● Goal
Which lines in the material below contain the word "Target"? Copy each of those lines in full.

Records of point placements
++++

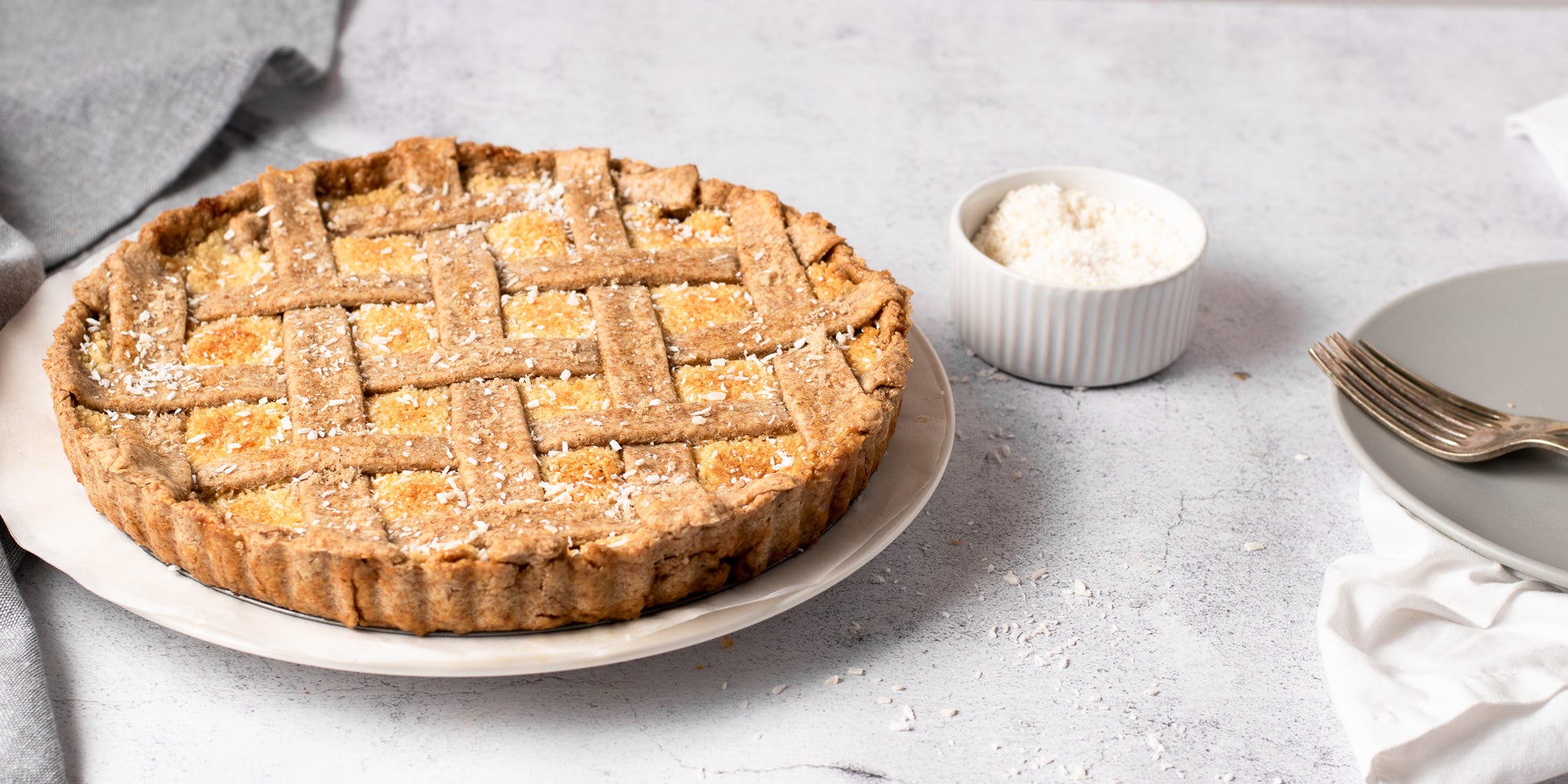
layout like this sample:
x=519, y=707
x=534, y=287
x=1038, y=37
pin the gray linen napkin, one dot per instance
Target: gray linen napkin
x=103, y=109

++++

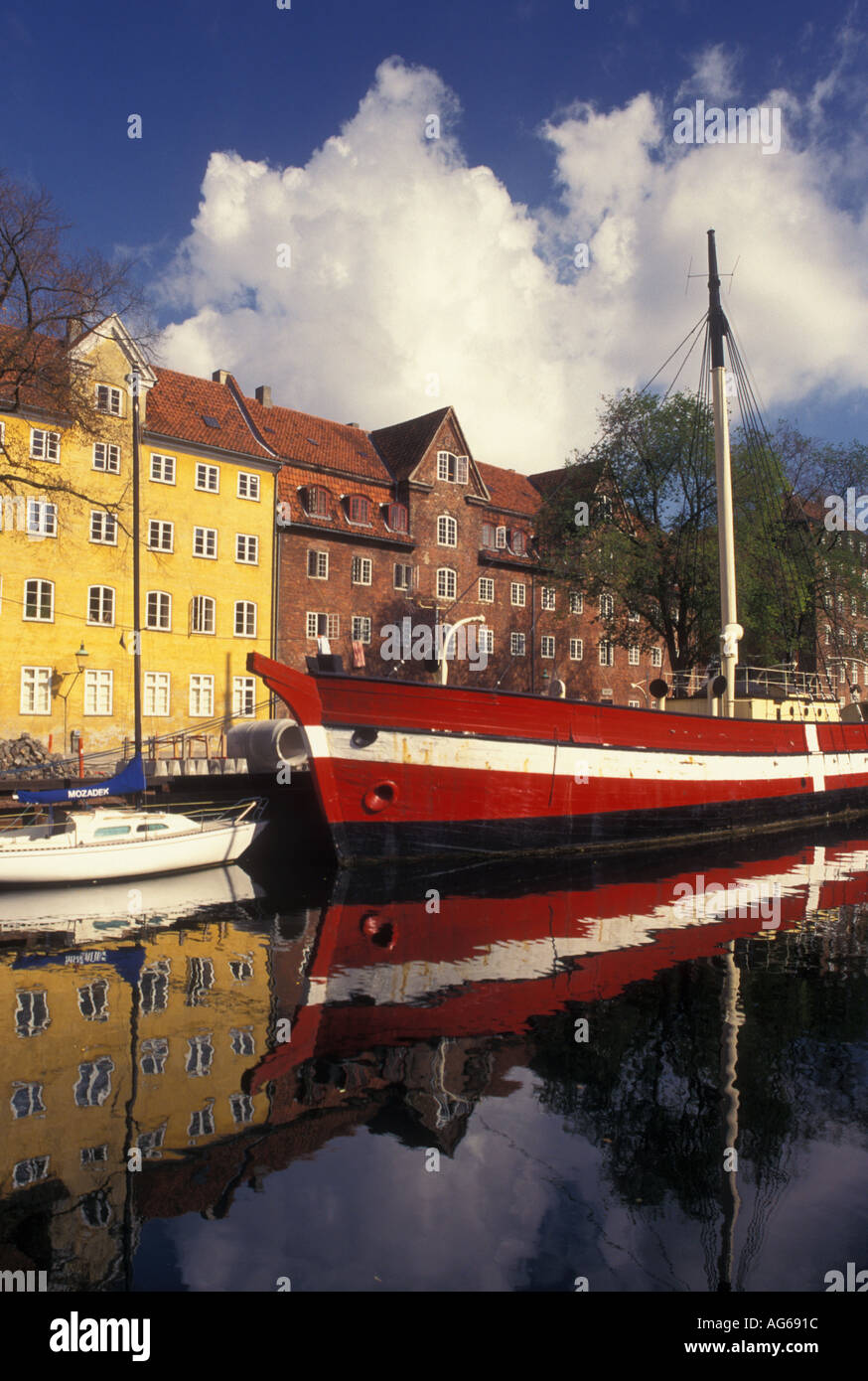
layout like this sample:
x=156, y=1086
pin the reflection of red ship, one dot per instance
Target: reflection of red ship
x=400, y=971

++++

● Finished exercise
Target: gray linen napkin
Target: reflection of red ship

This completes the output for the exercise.